EXERCISE INPUT

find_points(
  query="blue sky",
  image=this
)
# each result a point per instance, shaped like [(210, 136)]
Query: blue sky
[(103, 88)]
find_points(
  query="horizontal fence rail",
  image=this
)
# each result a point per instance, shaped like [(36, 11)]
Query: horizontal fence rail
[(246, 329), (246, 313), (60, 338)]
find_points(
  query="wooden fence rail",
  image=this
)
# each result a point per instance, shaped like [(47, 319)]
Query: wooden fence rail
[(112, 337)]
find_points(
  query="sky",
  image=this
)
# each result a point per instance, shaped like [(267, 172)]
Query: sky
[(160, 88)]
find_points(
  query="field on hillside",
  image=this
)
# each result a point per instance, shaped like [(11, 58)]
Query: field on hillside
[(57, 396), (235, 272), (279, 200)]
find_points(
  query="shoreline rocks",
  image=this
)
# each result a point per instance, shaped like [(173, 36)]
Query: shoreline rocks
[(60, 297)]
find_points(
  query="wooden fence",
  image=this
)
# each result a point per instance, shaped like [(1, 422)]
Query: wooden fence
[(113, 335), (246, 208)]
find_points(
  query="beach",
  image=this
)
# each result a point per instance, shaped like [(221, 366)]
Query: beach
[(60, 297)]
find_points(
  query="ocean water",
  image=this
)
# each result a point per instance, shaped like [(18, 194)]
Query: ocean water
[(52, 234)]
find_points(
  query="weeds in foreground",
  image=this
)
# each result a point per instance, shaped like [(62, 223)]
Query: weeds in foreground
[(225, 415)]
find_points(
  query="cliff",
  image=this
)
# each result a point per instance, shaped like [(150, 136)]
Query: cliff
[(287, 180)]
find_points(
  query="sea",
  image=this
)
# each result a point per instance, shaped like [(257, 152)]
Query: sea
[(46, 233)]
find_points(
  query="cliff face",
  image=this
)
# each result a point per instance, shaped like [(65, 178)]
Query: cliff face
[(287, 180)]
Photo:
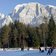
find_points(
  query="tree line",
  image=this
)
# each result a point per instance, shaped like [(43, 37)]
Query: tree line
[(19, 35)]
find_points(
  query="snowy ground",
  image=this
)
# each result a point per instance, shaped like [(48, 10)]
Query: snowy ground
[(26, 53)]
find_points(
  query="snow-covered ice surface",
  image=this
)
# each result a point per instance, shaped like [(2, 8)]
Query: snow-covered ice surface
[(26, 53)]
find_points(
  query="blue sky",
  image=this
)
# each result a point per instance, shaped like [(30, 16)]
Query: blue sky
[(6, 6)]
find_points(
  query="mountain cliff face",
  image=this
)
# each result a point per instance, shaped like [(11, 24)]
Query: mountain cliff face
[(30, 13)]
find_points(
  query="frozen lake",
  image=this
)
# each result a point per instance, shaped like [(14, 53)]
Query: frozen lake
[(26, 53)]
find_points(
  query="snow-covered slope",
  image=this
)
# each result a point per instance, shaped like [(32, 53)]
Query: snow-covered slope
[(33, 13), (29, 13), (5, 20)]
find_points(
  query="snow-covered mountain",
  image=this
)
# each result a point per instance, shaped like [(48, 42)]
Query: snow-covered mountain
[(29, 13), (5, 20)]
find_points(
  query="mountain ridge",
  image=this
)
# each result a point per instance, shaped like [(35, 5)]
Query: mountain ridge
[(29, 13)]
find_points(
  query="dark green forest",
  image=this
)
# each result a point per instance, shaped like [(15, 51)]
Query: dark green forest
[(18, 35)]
==
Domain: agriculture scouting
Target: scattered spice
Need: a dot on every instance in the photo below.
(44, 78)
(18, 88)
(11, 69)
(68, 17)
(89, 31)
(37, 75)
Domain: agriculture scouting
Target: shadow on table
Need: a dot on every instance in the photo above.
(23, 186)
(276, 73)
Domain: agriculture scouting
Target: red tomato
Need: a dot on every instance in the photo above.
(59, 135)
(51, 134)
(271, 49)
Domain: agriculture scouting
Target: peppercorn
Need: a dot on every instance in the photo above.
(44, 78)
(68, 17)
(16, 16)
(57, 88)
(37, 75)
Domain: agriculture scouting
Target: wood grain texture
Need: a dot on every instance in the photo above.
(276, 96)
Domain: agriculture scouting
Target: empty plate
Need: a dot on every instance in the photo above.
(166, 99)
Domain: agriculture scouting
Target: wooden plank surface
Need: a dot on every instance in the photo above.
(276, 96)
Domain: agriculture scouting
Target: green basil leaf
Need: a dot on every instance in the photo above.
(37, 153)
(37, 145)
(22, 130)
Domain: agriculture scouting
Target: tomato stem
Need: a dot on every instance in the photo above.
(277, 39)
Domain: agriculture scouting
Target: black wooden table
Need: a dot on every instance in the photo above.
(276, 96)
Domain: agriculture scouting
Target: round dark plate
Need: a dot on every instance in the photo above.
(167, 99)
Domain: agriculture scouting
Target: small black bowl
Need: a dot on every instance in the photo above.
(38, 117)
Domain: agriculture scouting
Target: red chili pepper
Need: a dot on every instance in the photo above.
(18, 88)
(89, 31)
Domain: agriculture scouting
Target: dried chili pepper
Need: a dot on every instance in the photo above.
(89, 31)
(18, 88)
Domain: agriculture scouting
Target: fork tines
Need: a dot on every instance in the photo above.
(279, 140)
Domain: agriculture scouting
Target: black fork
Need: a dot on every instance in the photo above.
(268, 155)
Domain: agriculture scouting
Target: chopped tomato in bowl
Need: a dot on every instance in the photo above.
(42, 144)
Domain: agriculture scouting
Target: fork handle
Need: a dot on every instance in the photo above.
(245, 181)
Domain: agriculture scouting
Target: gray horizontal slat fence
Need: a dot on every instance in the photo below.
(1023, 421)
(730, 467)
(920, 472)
...
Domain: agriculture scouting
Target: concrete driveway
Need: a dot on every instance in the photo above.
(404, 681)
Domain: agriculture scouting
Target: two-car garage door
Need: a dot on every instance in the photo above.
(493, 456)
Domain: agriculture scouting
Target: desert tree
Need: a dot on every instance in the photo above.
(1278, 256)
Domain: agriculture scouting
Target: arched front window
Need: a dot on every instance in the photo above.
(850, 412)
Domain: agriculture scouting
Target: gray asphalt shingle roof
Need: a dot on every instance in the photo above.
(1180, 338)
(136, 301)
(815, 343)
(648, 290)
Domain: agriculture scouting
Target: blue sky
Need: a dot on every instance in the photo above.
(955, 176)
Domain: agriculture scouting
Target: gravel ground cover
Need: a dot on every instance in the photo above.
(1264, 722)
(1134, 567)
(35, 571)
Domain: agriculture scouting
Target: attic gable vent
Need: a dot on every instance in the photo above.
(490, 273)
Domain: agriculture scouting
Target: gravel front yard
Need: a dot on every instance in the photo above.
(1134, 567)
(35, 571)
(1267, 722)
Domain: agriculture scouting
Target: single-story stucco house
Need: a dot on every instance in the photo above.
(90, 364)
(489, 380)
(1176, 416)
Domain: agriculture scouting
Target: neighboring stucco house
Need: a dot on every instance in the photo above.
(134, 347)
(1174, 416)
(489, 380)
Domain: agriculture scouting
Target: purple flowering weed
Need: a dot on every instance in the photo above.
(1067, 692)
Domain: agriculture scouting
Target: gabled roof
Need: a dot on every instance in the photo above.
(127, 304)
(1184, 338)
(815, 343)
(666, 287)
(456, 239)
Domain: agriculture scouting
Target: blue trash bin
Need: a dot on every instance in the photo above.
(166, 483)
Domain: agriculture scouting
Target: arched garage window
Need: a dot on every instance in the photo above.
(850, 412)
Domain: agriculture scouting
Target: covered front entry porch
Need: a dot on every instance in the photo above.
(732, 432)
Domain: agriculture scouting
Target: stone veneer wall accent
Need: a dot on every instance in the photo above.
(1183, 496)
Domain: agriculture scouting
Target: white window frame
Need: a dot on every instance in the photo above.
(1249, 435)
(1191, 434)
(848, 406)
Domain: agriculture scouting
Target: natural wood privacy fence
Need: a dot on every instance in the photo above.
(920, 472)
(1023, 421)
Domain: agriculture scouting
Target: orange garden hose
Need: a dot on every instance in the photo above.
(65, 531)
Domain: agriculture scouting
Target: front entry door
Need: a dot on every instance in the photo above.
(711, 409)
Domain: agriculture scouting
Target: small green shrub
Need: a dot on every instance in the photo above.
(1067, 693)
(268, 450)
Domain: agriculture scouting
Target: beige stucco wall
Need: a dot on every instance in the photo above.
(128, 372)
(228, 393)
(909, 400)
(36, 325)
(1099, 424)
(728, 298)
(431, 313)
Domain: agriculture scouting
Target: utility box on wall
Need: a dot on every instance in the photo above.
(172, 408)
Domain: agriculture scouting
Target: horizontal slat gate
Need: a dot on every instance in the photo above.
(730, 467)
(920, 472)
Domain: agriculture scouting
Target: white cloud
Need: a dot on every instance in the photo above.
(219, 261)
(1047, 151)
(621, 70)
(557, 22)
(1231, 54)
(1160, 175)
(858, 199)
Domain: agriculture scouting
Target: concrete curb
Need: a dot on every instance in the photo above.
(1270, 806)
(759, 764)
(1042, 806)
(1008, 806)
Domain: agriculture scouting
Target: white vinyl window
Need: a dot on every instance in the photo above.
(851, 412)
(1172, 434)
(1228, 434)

WHAT YOU HAVE TO DO
Look back at the entries above and repeat, unchanged, every line from the line holding "# each result a point per instance, shaped like [(210, 136)]" through the line holding "# each result a point per instance, shaped like [(36, 11)]".

RESULT OF THE TASK
# each result a point per instance, shaped like [(210, 136)]
Query: blue sky
[(103, 88)]
find_points(
  query="horizontal fence rail",
  image=this
)
# each result a point per instance, shaped like [(36, 11)]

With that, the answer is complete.